Provided data:
--------------------
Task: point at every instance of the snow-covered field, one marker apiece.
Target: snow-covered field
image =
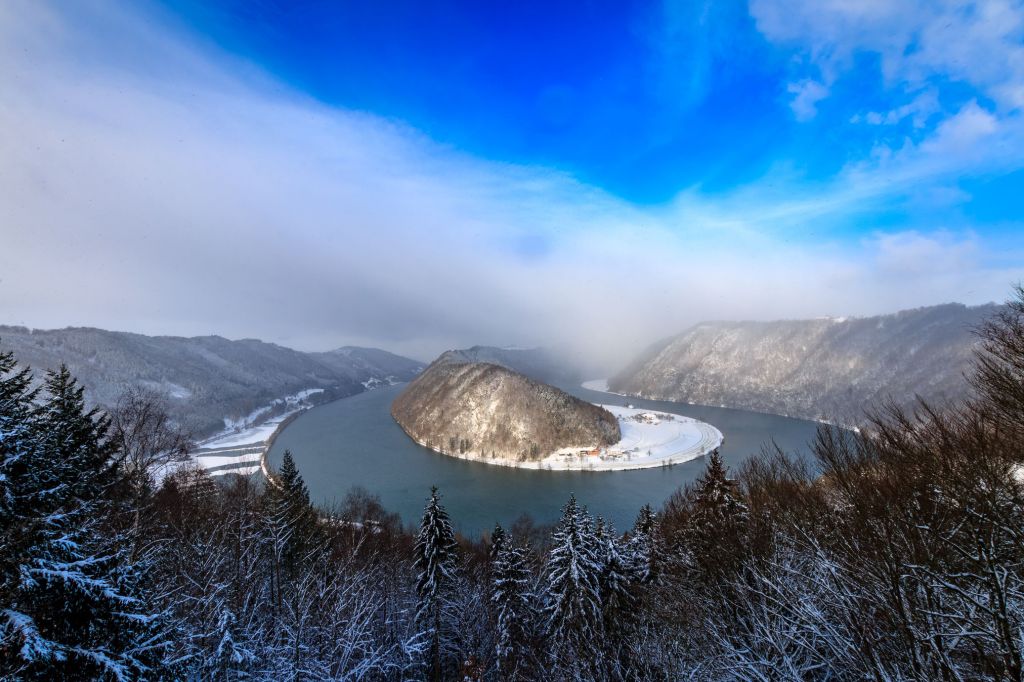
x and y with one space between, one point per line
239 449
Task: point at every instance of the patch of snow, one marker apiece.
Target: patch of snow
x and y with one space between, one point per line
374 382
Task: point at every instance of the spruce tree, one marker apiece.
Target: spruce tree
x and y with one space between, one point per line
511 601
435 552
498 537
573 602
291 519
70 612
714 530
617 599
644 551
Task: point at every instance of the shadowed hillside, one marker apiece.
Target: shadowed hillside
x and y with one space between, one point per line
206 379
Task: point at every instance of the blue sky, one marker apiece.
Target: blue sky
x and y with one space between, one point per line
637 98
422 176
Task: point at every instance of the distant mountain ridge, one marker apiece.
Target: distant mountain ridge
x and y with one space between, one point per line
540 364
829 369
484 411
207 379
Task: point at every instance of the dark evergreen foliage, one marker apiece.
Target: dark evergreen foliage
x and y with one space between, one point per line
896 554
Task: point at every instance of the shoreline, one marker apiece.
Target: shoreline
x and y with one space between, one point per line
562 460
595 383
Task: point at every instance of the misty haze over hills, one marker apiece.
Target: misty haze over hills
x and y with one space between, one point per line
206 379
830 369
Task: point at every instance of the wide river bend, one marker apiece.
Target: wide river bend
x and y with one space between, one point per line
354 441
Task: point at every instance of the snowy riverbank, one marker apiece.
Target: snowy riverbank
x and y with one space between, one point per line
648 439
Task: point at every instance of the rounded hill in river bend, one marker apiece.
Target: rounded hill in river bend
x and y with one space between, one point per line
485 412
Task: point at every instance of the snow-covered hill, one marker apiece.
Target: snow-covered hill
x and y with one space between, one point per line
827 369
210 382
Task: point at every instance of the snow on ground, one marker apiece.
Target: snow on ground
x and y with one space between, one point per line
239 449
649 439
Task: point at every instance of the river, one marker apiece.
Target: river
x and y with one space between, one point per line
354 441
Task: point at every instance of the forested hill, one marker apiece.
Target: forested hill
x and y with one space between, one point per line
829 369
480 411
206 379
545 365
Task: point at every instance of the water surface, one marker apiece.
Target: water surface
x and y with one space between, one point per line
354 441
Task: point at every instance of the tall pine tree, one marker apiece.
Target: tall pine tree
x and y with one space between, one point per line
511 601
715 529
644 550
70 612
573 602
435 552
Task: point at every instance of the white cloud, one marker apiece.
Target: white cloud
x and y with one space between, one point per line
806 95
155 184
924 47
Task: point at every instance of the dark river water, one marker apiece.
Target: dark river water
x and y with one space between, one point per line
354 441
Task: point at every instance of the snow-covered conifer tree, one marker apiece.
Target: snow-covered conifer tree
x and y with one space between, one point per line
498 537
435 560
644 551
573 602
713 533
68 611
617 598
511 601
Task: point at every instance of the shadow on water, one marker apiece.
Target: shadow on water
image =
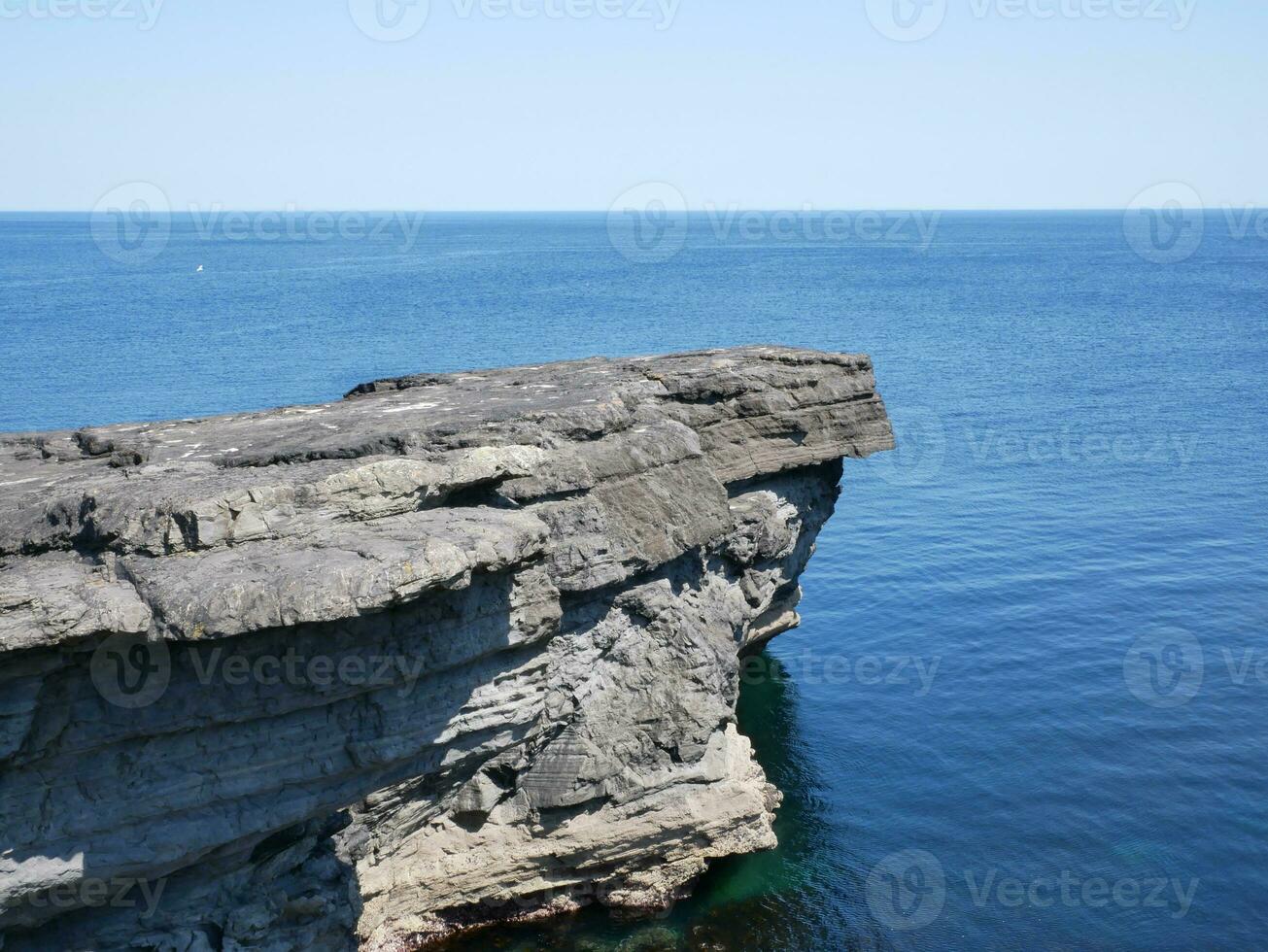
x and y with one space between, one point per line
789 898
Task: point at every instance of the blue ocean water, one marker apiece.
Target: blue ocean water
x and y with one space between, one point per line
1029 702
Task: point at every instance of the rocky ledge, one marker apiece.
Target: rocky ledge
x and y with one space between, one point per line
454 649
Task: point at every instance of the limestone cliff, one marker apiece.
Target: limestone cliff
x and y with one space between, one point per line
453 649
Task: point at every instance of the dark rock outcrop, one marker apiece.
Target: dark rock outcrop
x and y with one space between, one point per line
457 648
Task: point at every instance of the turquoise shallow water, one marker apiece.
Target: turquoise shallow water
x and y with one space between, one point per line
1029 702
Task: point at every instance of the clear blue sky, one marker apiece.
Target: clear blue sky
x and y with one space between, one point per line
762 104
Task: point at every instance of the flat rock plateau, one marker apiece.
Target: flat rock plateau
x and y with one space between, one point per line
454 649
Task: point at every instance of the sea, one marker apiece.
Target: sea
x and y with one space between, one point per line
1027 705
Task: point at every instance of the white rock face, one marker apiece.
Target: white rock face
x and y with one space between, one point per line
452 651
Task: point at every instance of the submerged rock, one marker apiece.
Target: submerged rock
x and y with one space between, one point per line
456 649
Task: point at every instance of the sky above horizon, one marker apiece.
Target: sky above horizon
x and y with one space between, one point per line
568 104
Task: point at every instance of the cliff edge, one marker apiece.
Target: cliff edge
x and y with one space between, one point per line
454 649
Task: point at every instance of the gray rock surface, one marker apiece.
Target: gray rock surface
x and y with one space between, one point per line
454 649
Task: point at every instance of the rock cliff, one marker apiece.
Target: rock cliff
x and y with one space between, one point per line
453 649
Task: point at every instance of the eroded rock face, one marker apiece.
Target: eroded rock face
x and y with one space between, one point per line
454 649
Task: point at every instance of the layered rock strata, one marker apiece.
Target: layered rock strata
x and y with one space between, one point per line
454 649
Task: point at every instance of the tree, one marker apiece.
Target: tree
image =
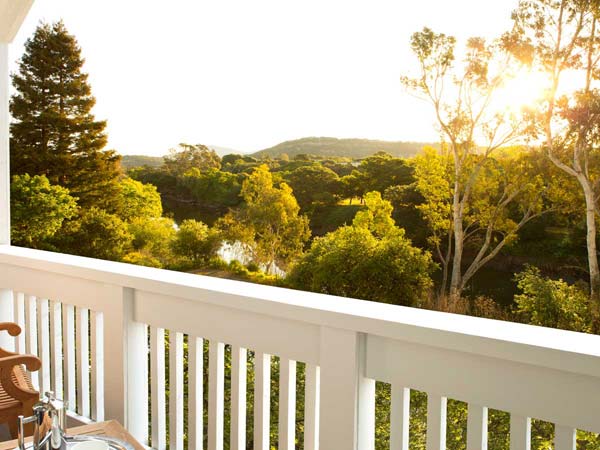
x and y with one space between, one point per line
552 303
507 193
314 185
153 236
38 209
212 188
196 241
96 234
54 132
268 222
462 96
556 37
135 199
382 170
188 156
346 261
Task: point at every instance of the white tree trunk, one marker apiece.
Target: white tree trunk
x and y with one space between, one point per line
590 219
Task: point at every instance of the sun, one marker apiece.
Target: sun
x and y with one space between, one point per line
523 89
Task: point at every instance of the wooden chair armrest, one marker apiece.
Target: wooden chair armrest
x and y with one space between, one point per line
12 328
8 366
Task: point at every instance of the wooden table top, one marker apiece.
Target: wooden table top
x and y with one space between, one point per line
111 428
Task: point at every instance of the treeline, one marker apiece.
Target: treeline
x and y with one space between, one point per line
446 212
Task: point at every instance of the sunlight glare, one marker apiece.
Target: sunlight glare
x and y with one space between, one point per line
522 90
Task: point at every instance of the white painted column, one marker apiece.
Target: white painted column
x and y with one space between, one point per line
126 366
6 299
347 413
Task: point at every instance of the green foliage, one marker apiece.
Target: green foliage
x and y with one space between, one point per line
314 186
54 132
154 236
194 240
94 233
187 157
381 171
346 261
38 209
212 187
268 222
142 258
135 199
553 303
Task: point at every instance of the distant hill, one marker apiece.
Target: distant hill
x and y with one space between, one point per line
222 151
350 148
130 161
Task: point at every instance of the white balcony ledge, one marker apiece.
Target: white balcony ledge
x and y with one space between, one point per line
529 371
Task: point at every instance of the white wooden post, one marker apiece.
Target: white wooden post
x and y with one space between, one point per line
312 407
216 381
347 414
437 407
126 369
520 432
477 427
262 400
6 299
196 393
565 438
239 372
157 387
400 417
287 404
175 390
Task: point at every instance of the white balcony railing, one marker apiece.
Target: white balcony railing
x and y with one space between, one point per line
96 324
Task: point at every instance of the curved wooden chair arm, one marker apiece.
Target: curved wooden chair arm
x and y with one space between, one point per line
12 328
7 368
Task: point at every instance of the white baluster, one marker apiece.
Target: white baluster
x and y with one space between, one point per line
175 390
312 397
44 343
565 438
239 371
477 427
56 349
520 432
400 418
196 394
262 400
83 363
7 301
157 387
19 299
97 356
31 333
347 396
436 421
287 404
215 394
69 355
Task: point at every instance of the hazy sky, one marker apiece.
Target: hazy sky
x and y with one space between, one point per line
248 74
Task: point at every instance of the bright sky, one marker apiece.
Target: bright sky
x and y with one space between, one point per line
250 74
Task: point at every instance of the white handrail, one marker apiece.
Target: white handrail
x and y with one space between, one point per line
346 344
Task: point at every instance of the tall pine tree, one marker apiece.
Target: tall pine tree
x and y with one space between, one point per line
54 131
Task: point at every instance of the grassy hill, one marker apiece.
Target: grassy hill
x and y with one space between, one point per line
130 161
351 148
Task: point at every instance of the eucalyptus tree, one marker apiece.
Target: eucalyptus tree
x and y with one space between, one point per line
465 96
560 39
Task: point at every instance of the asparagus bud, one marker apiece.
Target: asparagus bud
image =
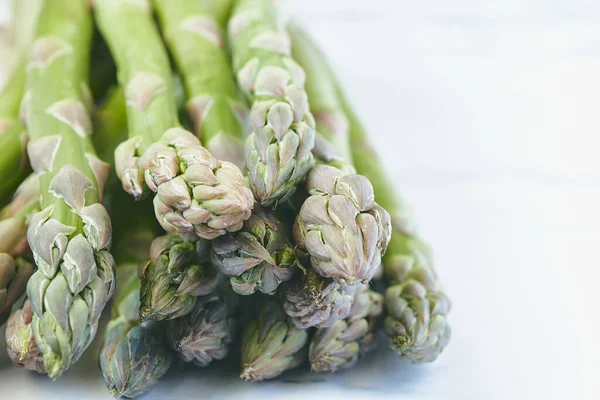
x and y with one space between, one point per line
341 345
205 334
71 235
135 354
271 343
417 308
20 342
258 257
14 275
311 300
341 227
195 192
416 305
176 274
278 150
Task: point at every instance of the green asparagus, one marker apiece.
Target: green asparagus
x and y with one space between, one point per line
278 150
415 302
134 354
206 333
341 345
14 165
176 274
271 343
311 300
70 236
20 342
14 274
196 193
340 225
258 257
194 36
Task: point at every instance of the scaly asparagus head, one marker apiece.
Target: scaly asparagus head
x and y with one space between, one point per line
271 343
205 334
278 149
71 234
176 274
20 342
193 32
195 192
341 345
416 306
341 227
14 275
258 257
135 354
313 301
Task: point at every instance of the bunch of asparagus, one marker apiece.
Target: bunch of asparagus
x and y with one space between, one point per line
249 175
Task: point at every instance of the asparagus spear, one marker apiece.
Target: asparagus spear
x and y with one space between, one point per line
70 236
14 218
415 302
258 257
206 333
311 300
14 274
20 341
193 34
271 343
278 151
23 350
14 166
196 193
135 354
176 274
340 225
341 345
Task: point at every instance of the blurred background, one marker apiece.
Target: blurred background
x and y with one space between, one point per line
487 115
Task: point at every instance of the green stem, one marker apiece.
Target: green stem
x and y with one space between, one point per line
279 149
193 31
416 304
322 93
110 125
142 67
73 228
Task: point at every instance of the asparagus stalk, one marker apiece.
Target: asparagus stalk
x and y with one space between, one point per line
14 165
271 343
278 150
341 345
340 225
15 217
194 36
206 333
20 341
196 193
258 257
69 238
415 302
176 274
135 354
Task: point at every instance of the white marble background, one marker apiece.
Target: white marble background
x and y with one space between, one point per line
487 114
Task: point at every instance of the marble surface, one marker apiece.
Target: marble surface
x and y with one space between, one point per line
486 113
--------------------
Aim of the task: Reproduce the records above exactly, starting with the line that contains "Task: point at every instance of the green asparagus, one" and ending with the last line.

Finished exercise:
Task: point at every instance of the green asparagus, one marker apiece.
Target: green asparagus
x and y with one space between, one point per line
278 150
415 302
134 354
206 333
341 345
14 165
176 274
271 343
311 300
70 236
20 342
14 274
196 193
340 225
258 257
194 36
Task: point at every instance of the scaly asparagus head, one marker apiece.
Target: scaly asparagus head
x and y with one space between, one point per line
271 343
205 334
278 149
71 234
176 274
20 342
193 32
195 192
341 345
416 306
341 227
14 275
258 257
135 354
313 301
Task: point at every instance of the bunch of asparagus, one marker apiece.
Target: bunch of asparagus
x and y with one space between, one point per line
249 175
Task: point at every instance of the asparagus spear, one marker apiece.
Target: asparagus spear
x and y with one space between, one point per line
70 236
14 218
415 302
258 257
206 333
311 300
14 274
20 341
193 34
271 343
278 151
23 350
14 166
196 193
135 354
176 274
340 225
341 345
Task: point at every instance of the blurred background, one marker apiece.
Target: blurred background
x and y with one space between, one point per line
487 115
Task: point at every instance of the green stem, one marker apiece.
Target: green stem
x and y with one space between, one point per line
279 149
193 31
416 304
322 93
110 125
142 67
73 228
Task: point at every instance of the asparagus stalk, one marker apiece.
Target: asparagus stalk
x and y with one space between, one point per line
14 165
271 343
278 150
341 345
340 225
15 217
194 36
206 333
20 341
196 193
258 257
69 238
415 302
176 274
135 354
Task: point at every instance of the white marble background, one marker apiece.
Target: white marble background
x and y with one space between, one point per line
487 114
Task: point at every instance of the marble surface, one marker apiece.
Target: marble surface
x and y with one space between, one point per line
486 113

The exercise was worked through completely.